» Entries supplied:
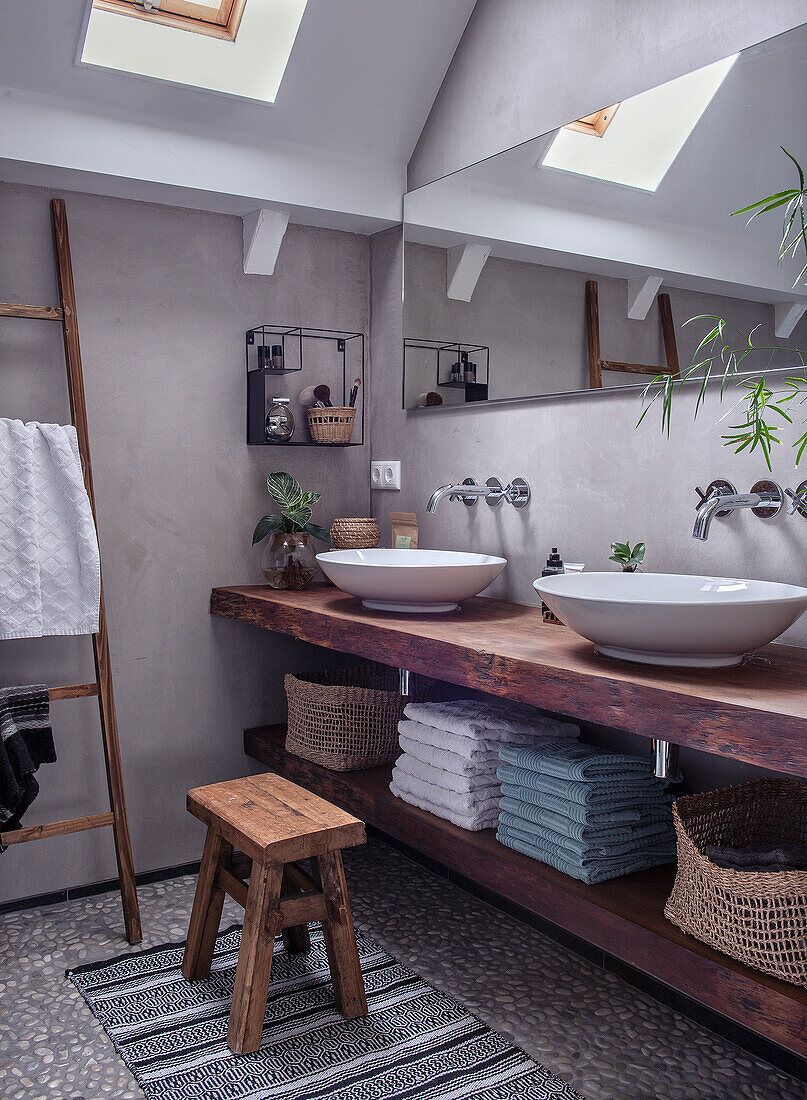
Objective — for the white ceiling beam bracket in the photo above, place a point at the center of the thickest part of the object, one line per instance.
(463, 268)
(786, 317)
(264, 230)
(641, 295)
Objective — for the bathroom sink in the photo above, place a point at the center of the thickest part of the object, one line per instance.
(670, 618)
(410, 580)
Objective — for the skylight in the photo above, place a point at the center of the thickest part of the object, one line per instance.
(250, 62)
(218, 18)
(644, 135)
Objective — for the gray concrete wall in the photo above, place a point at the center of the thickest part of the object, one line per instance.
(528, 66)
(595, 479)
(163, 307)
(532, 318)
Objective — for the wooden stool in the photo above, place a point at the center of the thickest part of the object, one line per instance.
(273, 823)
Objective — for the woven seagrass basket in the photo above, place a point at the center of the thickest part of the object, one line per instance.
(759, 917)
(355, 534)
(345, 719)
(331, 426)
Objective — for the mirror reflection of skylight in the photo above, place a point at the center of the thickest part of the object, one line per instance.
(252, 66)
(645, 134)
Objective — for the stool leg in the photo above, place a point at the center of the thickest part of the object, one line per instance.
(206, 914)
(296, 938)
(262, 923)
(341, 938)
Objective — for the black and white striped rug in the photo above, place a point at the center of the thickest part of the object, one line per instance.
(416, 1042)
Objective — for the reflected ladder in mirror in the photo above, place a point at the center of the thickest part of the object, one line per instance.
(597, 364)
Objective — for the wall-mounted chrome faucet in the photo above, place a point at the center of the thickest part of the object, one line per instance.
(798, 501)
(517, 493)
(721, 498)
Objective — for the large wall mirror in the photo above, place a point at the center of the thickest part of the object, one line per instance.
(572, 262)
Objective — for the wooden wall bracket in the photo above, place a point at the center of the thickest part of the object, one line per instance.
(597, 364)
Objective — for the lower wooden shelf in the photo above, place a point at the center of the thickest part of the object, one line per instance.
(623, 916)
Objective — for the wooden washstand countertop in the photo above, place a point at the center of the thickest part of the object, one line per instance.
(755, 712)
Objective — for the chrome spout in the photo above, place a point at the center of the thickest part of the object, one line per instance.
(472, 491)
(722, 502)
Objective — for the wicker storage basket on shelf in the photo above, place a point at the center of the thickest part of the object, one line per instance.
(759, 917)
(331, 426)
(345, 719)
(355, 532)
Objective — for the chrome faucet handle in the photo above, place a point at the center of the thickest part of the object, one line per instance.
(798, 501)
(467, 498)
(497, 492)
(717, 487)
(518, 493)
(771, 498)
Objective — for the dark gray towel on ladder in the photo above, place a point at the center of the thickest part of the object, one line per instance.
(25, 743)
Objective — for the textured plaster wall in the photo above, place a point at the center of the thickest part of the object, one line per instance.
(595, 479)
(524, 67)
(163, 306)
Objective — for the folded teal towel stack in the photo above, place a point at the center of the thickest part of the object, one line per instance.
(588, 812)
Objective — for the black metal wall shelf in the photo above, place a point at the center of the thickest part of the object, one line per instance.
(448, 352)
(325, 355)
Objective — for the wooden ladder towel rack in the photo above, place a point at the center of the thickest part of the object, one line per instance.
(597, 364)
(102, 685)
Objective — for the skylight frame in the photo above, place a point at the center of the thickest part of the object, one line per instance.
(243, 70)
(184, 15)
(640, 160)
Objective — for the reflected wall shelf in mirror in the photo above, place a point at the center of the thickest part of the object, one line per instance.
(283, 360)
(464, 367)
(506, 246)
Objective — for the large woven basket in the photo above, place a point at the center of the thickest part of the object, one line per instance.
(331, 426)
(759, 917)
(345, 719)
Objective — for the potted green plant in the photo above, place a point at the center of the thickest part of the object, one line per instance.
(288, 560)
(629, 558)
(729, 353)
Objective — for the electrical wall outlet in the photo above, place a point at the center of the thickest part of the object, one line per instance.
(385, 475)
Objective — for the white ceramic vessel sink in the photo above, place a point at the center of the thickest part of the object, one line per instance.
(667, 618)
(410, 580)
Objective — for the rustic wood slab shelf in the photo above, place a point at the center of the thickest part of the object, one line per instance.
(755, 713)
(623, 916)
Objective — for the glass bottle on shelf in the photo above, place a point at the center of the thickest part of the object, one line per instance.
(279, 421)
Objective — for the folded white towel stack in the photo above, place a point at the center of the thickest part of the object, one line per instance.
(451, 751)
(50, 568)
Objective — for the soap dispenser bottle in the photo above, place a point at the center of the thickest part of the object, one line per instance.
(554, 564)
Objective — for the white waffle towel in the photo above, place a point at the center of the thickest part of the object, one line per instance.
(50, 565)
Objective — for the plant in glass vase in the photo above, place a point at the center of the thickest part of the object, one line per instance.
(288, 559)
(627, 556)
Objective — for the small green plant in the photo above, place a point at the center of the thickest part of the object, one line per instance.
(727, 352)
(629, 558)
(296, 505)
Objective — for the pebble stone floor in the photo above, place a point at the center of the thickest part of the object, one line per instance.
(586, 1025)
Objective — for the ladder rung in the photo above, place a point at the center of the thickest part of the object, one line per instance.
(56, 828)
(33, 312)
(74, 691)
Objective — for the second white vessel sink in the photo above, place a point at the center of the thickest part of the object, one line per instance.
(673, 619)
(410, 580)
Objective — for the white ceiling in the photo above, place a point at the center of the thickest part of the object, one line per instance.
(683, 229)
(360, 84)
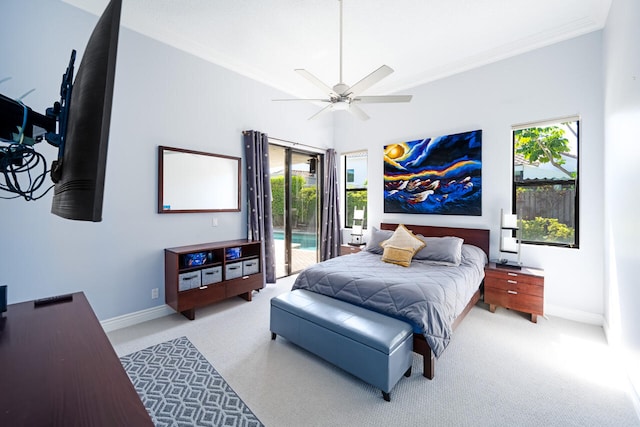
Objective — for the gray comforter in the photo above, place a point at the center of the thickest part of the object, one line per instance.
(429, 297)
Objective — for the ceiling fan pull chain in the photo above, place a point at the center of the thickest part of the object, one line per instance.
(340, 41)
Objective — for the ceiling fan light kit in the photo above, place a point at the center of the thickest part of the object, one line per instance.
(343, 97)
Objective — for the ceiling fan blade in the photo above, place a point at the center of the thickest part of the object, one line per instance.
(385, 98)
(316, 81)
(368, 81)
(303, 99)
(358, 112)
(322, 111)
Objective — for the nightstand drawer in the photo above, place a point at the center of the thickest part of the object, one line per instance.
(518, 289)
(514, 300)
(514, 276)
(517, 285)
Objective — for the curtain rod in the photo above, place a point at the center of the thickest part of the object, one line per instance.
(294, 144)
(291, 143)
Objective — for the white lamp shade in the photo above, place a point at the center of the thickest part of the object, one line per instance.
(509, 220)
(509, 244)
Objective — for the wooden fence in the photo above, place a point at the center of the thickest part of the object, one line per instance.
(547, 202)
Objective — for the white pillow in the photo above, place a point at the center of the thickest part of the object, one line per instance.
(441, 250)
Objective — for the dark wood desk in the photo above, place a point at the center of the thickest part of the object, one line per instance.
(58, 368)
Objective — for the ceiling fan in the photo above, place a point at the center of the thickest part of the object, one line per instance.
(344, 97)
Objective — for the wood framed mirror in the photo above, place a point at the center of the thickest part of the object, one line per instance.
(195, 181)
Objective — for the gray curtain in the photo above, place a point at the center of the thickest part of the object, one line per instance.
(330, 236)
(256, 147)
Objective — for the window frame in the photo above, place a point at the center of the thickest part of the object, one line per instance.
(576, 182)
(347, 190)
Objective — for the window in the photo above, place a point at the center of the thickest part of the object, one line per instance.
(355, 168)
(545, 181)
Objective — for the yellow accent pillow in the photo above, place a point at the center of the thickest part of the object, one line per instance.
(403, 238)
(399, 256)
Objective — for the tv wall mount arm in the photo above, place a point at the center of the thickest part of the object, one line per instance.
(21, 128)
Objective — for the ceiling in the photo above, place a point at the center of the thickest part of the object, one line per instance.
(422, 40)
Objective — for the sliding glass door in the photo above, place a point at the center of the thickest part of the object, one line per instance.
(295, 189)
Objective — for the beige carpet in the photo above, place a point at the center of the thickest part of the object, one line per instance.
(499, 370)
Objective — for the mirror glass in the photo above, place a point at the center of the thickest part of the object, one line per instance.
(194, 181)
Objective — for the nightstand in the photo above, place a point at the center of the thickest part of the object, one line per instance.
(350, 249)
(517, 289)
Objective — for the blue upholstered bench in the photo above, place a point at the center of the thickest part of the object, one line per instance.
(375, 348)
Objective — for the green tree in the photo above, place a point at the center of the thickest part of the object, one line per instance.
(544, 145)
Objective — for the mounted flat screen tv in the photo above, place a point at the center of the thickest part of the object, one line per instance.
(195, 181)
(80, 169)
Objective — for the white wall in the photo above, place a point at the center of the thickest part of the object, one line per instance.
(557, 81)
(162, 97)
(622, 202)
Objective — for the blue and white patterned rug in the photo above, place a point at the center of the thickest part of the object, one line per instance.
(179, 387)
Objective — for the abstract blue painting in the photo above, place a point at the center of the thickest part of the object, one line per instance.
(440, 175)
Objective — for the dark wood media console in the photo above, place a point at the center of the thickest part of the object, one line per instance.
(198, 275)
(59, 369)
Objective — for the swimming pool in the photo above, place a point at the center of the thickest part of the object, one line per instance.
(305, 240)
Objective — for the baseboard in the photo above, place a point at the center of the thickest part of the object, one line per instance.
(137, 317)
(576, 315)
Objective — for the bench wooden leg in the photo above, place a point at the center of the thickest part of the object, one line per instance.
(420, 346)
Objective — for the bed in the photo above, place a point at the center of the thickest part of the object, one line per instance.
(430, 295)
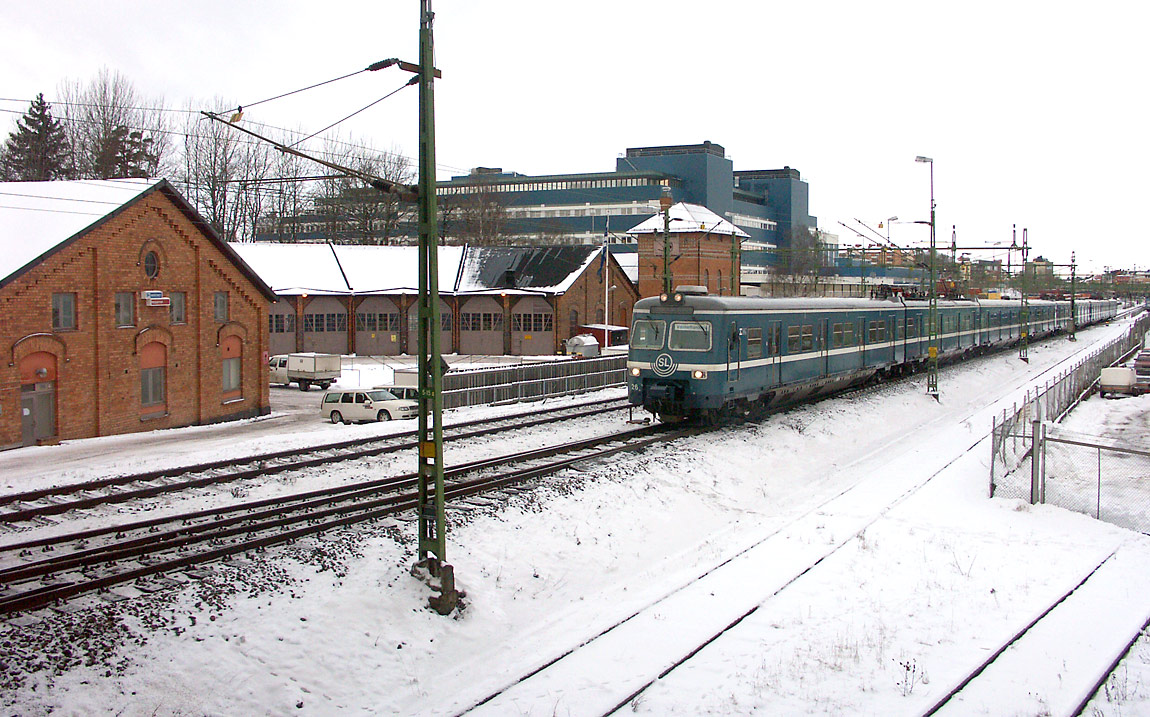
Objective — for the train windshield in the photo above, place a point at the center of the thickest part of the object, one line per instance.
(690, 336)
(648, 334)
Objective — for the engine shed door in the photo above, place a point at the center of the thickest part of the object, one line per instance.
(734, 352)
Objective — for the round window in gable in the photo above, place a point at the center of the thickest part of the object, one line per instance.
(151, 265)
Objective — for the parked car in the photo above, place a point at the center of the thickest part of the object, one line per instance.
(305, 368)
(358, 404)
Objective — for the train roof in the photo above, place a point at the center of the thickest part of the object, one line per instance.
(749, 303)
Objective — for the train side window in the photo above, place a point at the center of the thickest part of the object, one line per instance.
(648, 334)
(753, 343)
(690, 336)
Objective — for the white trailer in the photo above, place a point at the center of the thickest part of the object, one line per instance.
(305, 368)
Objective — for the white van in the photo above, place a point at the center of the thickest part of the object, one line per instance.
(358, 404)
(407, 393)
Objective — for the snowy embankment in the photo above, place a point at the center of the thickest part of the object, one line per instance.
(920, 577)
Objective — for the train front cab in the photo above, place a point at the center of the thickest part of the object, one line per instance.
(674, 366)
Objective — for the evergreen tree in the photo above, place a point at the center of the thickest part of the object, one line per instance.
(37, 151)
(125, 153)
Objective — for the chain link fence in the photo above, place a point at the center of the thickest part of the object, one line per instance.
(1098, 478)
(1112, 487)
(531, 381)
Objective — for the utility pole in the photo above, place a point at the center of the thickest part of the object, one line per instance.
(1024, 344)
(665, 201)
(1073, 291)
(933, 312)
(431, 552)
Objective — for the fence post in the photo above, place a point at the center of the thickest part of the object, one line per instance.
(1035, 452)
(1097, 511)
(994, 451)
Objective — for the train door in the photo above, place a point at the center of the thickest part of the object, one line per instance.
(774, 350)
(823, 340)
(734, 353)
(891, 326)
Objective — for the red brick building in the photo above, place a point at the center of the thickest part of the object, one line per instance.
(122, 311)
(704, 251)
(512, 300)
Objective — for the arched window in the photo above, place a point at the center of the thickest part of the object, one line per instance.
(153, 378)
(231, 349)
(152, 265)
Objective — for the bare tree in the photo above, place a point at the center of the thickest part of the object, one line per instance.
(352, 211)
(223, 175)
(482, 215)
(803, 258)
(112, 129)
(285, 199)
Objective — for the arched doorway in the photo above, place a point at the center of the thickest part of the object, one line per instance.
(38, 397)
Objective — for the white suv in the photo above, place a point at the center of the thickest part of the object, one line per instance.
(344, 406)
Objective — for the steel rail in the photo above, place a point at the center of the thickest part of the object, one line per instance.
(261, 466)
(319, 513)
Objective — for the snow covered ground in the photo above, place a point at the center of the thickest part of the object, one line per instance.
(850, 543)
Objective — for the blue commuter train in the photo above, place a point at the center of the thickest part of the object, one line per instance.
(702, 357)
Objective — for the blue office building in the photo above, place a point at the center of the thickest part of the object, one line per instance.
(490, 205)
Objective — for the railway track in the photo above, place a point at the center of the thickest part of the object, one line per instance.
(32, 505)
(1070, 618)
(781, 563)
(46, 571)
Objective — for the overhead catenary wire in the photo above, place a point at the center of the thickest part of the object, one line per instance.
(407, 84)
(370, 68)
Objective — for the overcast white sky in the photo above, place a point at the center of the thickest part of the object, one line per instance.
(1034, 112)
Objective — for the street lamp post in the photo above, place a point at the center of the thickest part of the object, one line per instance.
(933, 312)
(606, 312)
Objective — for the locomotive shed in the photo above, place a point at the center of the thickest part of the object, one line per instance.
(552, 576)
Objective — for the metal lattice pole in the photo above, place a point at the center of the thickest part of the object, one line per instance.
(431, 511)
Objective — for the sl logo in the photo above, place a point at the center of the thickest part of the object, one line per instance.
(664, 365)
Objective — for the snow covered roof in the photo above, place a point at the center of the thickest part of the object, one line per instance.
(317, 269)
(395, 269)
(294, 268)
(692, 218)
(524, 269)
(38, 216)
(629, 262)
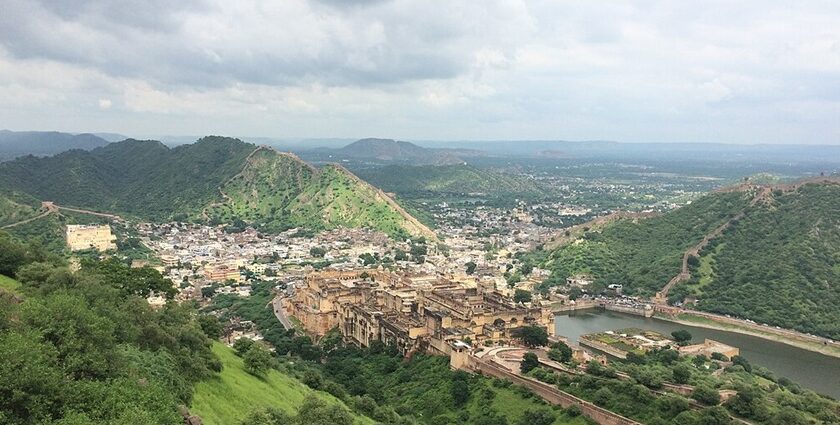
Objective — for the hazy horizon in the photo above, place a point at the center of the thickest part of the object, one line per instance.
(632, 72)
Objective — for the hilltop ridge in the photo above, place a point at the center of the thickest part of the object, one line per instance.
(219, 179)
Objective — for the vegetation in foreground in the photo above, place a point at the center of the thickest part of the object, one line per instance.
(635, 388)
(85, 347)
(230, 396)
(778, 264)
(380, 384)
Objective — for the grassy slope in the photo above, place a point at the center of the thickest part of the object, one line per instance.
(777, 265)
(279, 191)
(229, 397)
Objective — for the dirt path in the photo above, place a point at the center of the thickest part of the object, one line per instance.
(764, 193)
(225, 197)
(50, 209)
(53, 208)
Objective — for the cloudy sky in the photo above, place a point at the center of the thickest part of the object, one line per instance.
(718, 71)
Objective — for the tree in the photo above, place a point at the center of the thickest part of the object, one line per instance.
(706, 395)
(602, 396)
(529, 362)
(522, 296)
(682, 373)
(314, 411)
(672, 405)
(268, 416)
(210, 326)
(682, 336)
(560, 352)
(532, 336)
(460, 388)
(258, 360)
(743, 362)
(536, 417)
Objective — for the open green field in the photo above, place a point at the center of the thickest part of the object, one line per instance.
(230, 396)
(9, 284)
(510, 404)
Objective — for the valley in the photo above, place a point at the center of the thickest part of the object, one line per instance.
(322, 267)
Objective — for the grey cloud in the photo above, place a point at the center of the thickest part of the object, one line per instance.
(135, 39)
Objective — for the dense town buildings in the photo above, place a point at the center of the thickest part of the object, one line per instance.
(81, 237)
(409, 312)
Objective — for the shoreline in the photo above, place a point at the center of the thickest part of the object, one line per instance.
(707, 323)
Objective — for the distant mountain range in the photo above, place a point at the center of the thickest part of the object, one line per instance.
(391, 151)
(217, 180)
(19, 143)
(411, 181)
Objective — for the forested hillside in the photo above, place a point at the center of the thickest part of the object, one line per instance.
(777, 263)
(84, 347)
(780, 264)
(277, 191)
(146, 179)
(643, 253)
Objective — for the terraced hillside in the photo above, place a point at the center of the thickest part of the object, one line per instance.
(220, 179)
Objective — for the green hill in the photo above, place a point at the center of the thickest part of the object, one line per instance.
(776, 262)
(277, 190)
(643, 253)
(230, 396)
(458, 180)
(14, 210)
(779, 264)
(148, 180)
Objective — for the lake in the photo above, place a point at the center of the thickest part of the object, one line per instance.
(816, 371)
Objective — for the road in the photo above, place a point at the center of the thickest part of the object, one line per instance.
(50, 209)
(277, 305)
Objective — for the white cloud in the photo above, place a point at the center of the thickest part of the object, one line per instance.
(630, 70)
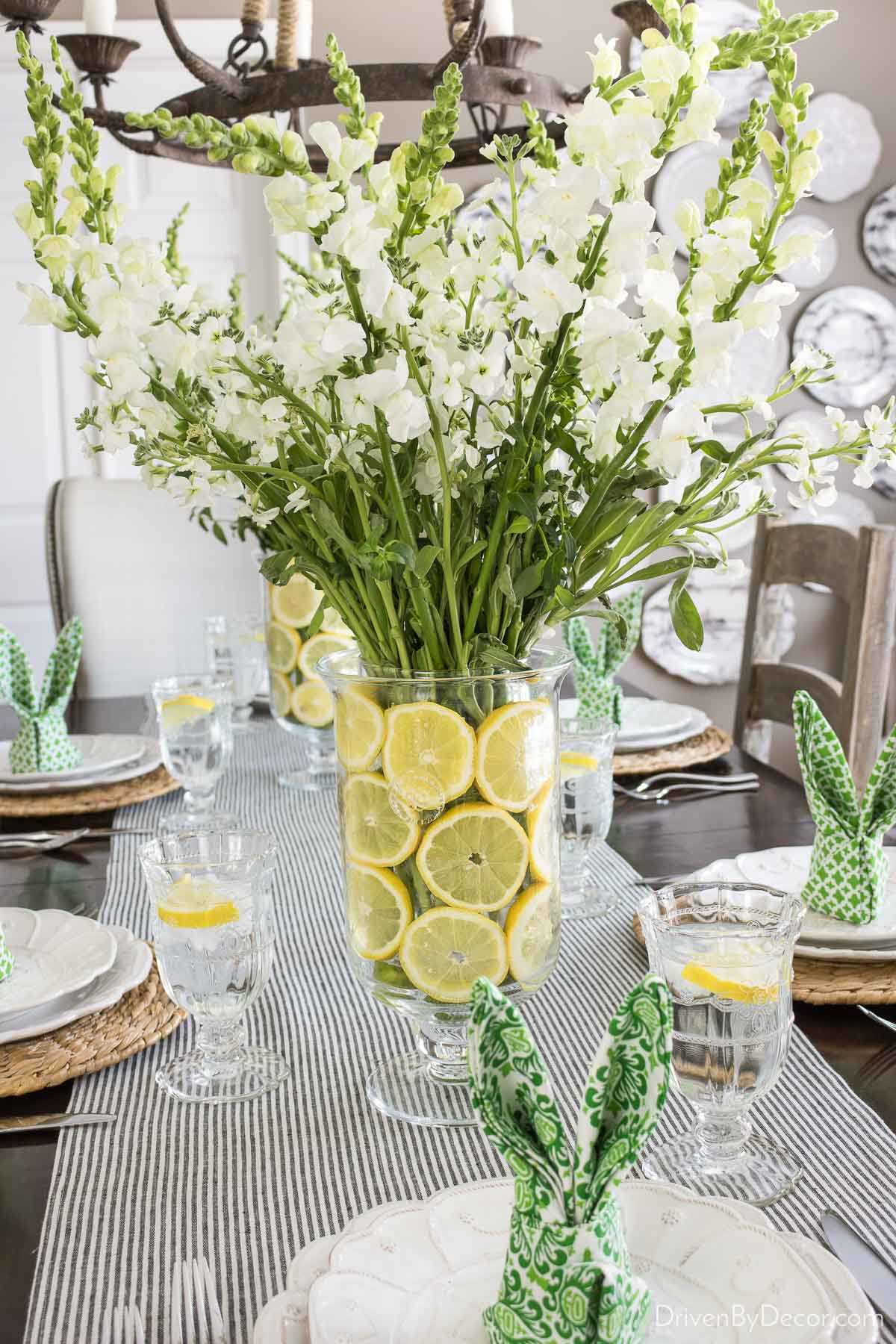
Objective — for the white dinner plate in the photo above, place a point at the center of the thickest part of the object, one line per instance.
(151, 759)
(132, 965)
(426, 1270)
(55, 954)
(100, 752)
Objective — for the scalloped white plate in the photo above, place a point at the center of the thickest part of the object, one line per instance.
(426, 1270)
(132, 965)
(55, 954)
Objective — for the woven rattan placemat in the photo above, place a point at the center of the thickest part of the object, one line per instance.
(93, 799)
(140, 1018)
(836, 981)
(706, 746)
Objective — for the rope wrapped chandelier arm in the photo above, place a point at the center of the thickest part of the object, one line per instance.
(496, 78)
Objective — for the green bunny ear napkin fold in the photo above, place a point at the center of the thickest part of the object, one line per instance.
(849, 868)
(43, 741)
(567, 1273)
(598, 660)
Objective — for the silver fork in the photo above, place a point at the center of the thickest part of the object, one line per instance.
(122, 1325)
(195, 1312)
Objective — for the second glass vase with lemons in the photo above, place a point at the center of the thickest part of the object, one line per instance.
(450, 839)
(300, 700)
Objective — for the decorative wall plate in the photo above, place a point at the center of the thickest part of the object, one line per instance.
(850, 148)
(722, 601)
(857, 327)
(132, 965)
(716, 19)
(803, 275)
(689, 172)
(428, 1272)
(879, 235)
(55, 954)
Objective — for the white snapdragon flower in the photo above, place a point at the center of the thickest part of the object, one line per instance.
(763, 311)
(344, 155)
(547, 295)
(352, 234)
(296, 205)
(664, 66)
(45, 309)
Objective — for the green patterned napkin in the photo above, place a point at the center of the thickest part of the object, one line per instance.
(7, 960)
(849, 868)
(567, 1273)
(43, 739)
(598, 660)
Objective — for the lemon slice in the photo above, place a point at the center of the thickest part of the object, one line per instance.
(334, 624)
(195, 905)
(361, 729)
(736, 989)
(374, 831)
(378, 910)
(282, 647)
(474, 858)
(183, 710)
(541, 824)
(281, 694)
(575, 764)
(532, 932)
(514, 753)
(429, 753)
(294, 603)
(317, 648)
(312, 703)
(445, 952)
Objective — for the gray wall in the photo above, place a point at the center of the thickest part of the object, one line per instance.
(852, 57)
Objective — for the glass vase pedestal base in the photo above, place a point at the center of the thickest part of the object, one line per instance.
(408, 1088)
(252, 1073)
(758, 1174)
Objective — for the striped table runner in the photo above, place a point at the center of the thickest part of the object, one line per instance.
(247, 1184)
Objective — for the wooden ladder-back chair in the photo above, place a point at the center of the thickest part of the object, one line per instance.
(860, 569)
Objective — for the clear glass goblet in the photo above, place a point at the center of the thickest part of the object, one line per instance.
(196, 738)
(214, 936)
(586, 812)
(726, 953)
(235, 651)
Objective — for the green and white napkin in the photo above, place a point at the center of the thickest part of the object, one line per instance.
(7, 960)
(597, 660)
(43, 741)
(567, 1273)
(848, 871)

» Task requirements: Rewrite the material from the line containing "Objective — for the white snapdragon" through the line containing "(247, 1184)" as a numbered list, omitting any blank lines.

» Output:
1. Objective — for the white snapdragon flower in the photo above, place a point at the center of the thickest part of the object, one line per instance.
2. (763, 311)
3. (344, 155)
4. (547, 295)
5. (352, 234)
6. (296, 205)
7. (664, 66)
8. (45, 309)
9. Objective — for the green patterned napkin in the photo above, place a point at the center of the thickest part of the object, one line per instance.
10. (7, 960)
11. (849, 868)
12. (567, 1273)
13. (43, 739)
14. (598, 660)
15. Objective — for the lemon slice in the photo above, place a point at the center of the thickest part of the object, one line per instance.
16. (334, 624)
17. (195, 905)
18. (361, 729)
19. (736, 989)
20. (374, 831)
21. (378, 910)
22. (282, 647)
23. (474, 858)
24. (183, 710)
25. (541, 824)
26. (281, 694)
27. (575, 764)
28. (532, 932)
29. (514, 753)
30. (429, 753)
31. (294, 603)
32. (317, 648)
33. (312, 703)
34. (445, 952)
35. Objective — for the gray wall in the photo above, place a point at the center of the thickest part of the object, one line per instance.
36. (852, 57)
37. Objective — for the glass vase pedestal base in the photo above, place a point at the center of the thickest part of the object, one line per instance.
38. (408, 1088)
39. (252, 1073)
40. (758, 1174)
41. Objective — for the striped table runner in the photo above, place a point at the center of the thickest part of the object, one line per instance.
42. (247, 1184)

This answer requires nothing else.